## Your task
Restate the last part of the records below word for word, beginning at the line with "59L589 55L562 68L574" and ending at the final line.

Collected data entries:

• • •

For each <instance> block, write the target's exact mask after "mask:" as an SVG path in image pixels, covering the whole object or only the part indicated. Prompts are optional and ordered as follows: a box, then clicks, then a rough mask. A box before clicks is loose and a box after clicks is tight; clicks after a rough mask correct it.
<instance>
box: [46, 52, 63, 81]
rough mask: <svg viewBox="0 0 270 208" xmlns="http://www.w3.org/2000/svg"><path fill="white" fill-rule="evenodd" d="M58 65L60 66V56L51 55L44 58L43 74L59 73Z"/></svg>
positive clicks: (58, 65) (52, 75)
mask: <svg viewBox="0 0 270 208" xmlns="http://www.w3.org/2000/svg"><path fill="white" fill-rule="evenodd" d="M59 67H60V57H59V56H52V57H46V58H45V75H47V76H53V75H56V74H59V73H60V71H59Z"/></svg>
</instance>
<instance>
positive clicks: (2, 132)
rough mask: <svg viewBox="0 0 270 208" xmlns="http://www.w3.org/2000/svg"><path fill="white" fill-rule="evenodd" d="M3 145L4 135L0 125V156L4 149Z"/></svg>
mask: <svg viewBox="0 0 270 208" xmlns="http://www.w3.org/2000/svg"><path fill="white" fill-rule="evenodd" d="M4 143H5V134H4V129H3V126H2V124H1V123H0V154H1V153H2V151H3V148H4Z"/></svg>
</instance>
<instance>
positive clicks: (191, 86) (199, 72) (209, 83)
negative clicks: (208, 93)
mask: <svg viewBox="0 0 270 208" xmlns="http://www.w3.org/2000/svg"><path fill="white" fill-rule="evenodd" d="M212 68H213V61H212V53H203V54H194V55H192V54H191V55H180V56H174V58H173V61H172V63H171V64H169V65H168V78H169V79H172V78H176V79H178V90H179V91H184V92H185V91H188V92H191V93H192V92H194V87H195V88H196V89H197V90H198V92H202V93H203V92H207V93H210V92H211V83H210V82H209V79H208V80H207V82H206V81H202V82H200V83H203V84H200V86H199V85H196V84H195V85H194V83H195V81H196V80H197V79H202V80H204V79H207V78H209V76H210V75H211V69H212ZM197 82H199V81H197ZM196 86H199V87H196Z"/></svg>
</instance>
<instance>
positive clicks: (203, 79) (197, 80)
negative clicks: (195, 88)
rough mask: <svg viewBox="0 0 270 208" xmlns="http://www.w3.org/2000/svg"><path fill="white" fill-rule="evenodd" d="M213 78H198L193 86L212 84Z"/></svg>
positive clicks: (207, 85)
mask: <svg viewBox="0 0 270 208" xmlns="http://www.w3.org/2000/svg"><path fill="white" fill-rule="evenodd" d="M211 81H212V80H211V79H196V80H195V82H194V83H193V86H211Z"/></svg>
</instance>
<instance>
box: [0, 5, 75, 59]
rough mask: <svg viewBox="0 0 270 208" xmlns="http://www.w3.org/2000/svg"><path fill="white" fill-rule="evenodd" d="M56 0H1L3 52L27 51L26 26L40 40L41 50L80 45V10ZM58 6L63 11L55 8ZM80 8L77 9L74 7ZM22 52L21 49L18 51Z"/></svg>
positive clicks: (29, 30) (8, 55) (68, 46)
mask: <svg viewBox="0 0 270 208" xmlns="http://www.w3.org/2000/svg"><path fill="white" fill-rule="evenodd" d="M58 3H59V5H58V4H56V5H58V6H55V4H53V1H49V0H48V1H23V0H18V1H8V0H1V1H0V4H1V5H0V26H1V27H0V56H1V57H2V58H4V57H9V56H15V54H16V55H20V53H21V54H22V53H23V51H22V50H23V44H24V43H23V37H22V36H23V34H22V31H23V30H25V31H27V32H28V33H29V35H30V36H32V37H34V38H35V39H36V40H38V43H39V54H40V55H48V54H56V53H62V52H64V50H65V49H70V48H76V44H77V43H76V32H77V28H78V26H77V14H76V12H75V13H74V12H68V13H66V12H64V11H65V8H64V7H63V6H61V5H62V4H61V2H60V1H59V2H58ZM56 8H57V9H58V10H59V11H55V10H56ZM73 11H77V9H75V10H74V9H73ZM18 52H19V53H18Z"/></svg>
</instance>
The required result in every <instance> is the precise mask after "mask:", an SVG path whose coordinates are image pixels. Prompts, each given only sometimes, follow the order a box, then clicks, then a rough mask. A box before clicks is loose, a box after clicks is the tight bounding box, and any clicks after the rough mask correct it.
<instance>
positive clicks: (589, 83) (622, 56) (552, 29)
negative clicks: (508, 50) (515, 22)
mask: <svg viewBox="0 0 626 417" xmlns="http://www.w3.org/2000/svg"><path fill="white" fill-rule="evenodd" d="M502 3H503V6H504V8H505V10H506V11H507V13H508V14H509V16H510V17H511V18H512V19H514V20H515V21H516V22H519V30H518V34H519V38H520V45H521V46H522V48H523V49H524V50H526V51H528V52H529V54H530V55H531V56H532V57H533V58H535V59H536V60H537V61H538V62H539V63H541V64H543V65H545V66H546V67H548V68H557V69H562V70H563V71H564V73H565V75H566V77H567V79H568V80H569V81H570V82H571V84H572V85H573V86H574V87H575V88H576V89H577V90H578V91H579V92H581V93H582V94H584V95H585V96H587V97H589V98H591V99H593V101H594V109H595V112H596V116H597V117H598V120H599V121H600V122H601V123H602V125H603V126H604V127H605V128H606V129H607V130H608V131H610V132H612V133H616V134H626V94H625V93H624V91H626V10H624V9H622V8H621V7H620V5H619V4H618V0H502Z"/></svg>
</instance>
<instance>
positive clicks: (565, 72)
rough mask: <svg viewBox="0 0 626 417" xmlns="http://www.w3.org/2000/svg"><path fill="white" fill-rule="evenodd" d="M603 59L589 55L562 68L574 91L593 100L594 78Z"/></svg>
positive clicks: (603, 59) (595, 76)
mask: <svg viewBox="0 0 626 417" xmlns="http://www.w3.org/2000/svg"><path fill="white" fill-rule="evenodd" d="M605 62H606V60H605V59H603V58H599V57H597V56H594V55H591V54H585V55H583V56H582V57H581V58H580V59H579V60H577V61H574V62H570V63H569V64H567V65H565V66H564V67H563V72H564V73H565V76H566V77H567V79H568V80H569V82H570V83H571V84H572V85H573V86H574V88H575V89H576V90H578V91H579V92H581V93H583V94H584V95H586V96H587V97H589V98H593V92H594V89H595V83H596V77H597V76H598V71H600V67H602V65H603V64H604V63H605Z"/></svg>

• • •

## Task output
rough mask: <svg viewBox="0 0 626 417" xmlns="http://www.w3.org/2000/svg"><path fill="white" fill-rule="evenodd" d="M603 59L589 55L562 68L574 91L593 100L594 78Z"/></svg>
positive clicks: (603, 59) (595, 76)
mask: <svg viewBox="0 0 626 417" xmlns="http://www.w3.org/2000/svg"><path fill="white" fill-rule="evenodd" d="M605 62H606V60H605V59H603V58H599V57H597V56H594V55H591V54H585V55H583V56H582V57H581V58H580V59H579V60H577V61H574V62H570V63H569V64H567V65H565V66H564V67H563V72H564V73H565V76H566V77H567V79H568V80H569V82H570V83H571V84H572V85H573V86H574V88H575V89H576V90H578V91H579V92H581V93H583V94H584V95H586V96H587V97H589V98H593V92H594V89H595V83H596V77H597V76H598V71H600V67H602V65H603V64H604V63H605Z"/></svg>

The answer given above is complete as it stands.